▶ _Record extracts_
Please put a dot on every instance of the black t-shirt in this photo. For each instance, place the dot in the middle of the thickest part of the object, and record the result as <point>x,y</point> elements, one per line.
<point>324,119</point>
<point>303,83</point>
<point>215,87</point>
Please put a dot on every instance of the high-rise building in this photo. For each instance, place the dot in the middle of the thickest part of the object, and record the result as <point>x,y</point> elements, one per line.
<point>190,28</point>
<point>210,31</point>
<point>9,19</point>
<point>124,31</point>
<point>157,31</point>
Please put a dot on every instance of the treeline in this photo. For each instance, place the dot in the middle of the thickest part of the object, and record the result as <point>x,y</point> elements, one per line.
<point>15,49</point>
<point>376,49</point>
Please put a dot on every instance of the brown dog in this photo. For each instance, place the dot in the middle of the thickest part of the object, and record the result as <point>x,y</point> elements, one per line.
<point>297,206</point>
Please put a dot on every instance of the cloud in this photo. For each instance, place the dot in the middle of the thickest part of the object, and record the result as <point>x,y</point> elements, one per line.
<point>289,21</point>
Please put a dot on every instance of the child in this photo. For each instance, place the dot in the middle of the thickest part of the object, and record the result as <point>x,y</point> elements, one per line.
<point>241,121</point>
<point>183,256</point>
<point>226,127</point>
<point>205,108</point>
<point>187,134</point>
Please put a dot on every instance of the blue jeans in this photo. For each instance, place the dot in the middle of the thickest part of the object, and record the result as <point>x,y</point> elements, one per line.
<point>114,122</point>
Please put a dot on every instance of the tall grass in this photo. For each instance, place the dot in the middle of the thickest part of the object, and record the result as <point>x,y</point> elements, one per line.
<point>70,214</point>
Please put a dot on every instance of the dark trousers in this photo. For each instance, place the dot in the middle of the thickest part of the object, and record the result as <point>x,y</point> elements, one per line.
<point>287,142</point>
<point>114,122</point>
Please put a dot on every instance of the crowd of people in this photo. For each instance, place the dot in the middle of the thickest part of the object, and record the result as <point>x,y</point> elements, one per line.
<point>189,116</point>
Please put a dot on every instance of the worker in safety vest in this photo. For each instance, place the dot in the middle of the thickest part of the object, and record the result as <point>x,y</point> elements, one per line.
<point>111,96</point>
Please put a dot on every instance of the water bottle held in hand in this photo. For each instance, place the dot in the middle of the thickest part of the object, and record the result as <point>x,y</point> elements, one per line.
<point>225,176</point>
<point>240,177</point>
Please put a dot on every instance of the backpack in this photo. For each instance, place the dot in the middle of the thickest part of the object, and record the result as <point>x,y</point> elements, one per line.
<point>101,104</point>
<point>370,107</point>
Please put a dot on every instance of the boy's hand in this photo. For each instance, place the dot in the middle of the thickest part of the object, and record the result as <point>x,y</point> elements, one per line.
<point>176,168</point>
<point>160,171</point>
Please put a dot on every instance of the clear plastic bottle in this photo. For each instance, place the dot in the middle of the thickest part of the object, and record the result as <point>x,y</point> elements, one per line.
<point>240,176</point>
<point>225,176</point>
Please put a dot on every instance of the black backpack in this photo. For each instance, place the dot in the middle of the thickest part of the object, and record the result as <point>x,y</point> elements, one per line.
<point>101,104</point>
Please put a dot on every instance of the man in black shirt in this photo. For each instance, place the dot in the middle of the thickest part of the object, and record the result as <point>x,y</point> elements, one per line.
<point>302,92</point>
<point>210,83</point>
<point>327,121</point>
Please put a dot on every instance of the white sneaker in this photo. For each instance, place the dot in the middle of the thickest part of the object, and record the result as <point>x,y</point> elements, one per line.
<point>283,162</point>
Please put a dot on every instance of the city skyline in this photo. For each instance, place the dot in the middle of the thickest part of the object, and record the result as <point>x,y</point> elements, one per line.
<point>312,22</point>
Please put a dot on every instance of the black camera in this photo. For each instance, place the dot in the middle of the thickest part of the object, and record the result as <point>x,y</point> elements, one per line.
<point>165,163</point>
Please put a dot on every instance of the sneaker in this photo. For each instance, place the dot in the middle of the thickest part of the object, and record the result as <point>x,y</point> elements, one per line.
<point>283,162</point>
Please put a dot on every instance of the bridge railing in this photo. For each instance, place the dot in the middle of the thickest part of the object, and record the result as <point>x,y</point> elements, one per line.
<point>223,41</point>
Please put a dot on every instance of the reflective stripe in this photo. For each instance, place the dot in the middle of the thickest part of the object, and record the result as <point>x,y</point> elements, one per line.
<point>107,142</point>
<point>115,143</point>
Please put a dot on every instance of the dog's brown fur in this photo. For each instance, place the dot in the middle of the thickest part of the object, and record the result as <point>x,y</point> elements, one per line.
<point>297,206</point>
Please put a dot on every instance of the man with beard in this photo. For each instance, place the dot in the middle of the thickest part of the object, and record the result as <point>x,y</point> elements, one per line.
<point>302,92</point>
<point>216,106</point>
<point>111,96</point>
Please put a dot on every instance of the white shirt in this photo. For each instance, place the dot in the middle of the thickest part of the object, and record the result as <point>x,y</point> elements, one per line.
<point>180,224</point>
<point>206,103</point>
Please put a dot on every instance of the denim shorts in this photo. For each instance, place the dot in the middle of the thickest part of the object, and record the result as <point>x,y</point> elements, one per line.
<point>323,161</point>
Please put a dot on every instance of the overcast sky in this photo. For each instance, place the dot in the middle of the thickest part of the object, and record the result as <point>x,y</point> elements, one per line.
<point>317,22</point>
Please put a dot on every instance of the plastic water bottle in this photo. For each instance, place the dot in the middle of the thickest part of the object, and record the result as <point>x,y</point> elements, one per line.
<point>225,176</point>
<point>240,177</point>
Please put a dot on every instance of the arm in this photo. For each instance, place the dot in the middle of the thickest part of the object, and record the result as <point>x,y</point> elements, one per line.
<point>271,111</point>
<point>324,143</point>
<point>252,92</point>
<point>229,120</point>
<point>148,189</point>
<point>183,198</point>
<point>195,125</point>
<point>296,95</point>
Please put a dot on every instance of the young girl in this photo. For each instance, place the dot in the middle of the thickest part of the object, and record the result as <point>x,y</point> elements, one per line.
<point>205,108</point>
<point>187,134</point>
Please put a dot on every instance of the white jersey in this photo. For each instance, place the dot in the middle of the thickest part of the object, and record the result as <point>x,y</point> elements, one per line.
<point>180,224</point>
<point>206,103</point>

▶ _Task objective_
Return only and exactly the lines from the one that contains "Please put a dot on every instance of the white jersey" through the final line of the material above.

▶ _Task result_
Please put a dot on every instance of the white jersey in this photo. For each instance, place the dot in the middle of the thickest part of the object, and record the result as <point>x,y</point> elements, one per line.
<point>180,224</point>
<point>206,103</point>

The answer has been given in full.